> GIVEN REQUEST: Can you rewrite all of these lines with every "sample to show the layout" changed to "layout sample" and nothing else altered?

> RECORDED INFORMATION:
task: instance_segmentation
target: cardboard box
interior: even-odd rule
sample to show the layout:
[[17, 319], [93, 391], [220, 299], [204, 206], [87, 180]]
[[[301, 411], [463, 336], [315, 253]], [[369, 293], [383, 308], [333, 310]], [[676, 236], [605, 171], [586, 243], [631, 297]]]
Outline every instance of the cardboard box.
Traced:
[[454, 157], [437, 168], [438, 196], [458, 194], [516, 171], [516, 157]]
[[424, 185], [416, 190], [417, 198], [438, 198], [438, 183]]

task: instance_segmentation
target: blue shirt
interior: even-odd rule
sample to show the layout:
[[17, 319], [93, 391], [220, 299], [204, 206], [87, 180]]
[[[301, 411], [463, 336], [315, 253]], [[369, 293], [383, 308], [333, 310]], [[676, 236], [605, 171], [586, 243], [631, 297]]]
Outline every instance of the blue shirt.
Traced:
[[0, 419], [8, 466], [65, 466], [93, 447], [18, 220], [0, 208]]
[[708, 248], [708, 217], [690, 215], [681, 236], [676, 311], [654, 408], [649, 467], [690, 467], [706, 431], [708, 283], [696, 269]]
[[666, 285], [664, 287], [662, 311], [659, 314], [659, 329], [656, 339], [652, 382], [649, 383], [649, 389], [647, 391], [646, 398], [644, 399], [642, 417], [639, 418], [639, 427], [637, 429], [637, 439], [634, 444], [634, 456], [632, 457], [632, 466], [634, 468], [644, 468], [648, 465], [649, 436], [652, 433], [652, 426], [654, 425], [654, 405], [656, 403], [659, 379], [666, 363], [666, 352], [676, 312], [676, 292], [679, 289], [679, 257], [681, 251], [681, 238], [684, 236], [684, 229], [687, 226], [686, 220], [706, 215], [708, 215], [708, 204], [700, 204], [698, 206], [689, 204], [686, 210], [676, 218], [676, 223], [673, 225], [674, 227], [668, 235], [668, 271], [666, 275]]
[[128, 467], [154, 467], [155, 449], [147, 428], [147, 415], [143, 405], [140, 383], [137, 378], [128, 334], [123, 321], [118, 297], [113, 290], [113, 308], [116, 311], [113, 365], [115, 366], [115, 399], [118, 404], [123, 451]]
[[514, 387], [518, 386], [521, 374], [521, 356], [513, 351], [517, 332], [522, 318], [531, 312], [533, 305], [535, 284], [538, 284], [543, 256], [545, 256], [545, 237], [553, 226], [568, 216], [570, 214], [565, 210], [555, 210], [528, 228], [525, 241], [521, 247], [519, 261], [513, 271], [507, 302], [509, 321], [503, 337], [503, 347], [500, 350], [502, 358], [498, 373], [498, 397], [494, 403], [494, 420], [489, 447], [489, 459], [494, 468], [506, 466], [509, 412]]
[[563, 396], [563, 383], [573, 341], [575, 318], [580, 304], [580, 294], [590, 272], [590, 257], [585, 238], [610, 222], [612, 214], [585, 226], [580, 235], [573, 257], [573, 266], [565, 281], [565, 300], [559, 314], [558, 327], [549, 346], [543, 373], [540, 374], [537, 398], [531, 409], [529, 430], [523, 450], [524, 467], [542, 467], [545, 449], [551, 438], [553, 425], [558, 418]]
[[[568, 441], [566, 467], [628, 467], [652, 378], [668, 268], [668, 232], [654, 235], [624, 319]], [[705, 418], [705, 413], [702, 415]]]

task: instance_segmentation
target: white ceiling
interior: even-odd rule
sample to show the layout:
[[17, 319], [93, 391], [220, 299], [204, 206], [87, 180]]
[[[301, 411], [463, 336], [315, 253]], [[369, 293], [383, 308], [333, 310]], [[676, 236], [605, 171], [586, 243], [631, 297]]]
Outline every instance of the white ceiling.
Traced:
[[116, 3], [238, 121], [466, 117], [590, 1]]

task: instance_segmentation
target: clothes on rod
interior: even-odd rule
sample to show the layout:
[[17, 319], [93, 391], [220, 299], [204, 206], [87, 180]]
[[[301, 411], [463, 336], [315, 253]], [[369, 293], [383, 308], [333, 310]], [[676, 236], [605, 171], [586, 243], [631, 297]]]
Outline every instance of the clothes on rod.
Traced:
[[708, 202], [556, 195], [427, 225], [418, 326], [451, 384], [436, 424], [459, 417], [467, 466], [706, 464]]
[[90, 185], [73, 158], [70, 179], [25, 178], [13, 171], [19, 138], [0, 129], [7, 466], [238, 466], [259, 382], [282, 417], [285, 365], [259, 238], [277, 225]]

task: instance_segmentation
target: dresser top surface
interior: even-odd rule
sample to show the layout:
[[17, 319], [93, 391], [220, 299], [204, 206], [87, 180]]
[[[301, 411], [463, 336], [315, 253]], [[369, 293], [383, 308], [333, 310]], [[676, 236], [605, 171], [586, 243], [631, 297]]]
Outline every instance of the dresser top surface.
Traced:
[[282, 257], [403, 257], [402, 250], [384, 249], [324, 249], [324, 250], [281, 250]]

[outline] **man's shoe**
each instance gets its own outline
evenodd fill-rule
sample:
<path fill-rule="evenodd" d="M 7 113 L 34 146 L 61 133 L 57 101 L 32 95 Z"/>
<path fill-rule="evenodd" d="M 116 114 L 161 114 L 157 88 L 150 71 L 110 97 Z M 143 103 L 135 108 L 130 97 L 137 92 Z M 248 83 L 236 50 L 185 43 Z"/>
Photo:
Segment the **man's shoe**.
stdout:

> FINAL RESULT:
task: instance_segmentation
target: cardboard box
interior: even-odd rule
layout sample:
[[17, 319], [93, 391], [220, 299], [204, 206], [87, 180]]
[[[301, 411], [463, 336], [315, 253]], [[369, 293], [383, 308], [333, 310]], [[676, 236], [605, 171], [586, 243], [631, 297]]]
Outline every instance of the cardboard box.
Traced:
[[454, 157], [437, 168], [438, 196], [458, 194], [516, 171], [516, 157]]
[[424, 185], [416, 190], [417, 198], [438, 198], [438, 183]]

task: instance_segmentation
target: blue shirt
interior: even-odd rule
layout sample:
[[17, 319], [93, 391], [220, 299], [204, 206], [87, 180]]
[[[301, 411], [463, 336], [315, 253]], [[369, 293], [383, 308], [333, 310]], [[676, 236], [605, 171], [586, 243], [631, 297]]]
Outline every instance of the blue shirt.
Traced:
[[0, 419], [8, 466], [65, 466], [93, 447], [18, 220], [0, 208]]
[[708, 248], [708, 217], [690, 215], [681, 236], [676, 311], [654, 408], [649, 467], [690, 467], [706, 431], [708, 283], [696, 269]]
[[666, 285], [664, 287], [662, 311], [659, 314], [659, 329], [656, 339], [652, 382], [649, 383], [649, 389], [647, 391], [646, 398], [644, 399], [642, 417], [639, 418], [639, 427], [637, 429], [637, 439], [634, 444], [634, 456], [632, 457], [632, 466], [634, 468], [644, 468], [648, 465], [649, 436], [652, 433], [652, 426], [654, 425], [654, 405], [656, 403], [659, 379], [666, 363], [666, 352], [676, 312], [676, 292], [679, 289], [679, 257], [681, 251], [681, 238], [684, 236], [684, 229], [687, 226], [686, 220], [706, 215], [708, 215], [708, 204], [700, 204], [698, 206], [689, 204], [686, 210], [676, 218], [676, 223], [673, 225], [674, 227], [668, 235], [668, 271], [666, 275]]
[[128, 467], [154, 467], [155, 449], [147, 428], [147, 415], [143, 405], [140, 383], [137, 378], [128, 334], [123, 321], [118, 297], [113, 290], [113, 308], [116, 311], [113, 365], [115, 366], [115, 399], [118, 404], [123, 451]]
[[514, 387], [518, 386], [521, 374], [521, 356], [513, 351], [517, 332], [522, 318], [531, 312], [533, 305], [535, 284], [538, 284], [543, 256], [545, 256], [545, 237], [553, 226], [568, 216], [570, 214], [565, 210], [555, 210], [528, 228], [525, 241], [521, 247], [519, 261], [513, 271], [507, 302], [509, 321], [503, 337], [503, 347], [500, 350], [502, 358], [498, 373], [498, 397], [494, 403], [494, 420], [489, 447], [489, 459], [494, 468], [506, 466], [509, 412]]
[[563, 396], [563, 383], [573, 341], [575, 318], [580, 304], [580, 294], [590, 272], [590, 257], [585, 238], [610, 222], [612, 214], [585, 226], [580, 235], [573, 257], [573, 266], [565, 281], [565, 300], [559, 314], [558, 327], [549, 346], [543, 373], [540, 374], [537, 398], [531, 409], [529, 430], [523, 450], [524, 467], [542, 467], [545, 449], [551, 438], [553, 425], [558, 418]]
[[[568, 441], [566, 467], [628, 467], [652, 378], [668, 268], [668, 232], [654, 235], [624, 319]], [[705, 418], [705, 413], [702, 415]]]

task: instance_segmentation
target: white ceiling
interior: even-odd rule
layout sample:
[[17, 319], [93, 391], [220, 299], [204, 206], [87, 180]]
[[[301, 411], [463, 336], [315, 253]], [[369, 293], [383, 308], [333, 310]], [[676, 236], [605, 171], [586, 243], [631, 297]]]
Outline every instance of the white ceiling.
Traced:
[[116, 3], [238, 121], [466, 117], [590, 1]]

task: instance_segmentation
target: clothes on rod
interior: even-odd rule
layout sample:
[[17, 319], [93, 391], [220, 299], [204, 206], [87, 180]]
[[[301, 411], [463, 336], [315, 253]], [[369, 293], [383, 308], [333, 310]], [[676, 236], [605, 171], [586, 243], [631, 297]]]
Outline every instance of the clothes on rod.
Traced:
[[708, 202], [556, 195], [427, 225], [418, 326], [451, 384], [436, 424], [459, 417], [467, 466], [706, 464]]
[[90, 185], [73, 158], [70, 179], [25, 178], [13, 171], [19, 138], [0, 129], [7, 466], [238, 466], [259, 382], [282, 417], [285, 365], [259, 238], [277, 225]]

task: instance_segmentation
target: dresser top surface
interior: even-odd rule
layout sample:
[[17, 319], [93, 391], [220, 299], [204, 206], [87, 180]]
[[[301, 411], [463, 336], [315, 253]], [[369, 293], [383, 308], [333, 310]], [[676, 236], [605, 171], [586, 243], [631, 297]]]
Outline every instance of the dresser top surface.
Traced:
[[282, 257], [403, 257], [402, 250], [384, 249], [324, 249], [324, 250], [281, 250]]

[outline] **man's shoe**
each instance gets its own outline
evenodd fill-rule
sample:
<path fill-rule="evenodd" d="M 7 113 L 34 146 L 61 133 L 57 101 L 32 95 Z"/>
<path fill-rule="evenodd" d="M 116 114 L 161 114 L 157 88 L 150 71 L 110 97 Z M 143 103 L 135 108 L 130 97 L 137 92 Z M 248 83 L 236 50 L 185 43 Z"/>
Photo:
Segment the **man's shoe**.
stdout:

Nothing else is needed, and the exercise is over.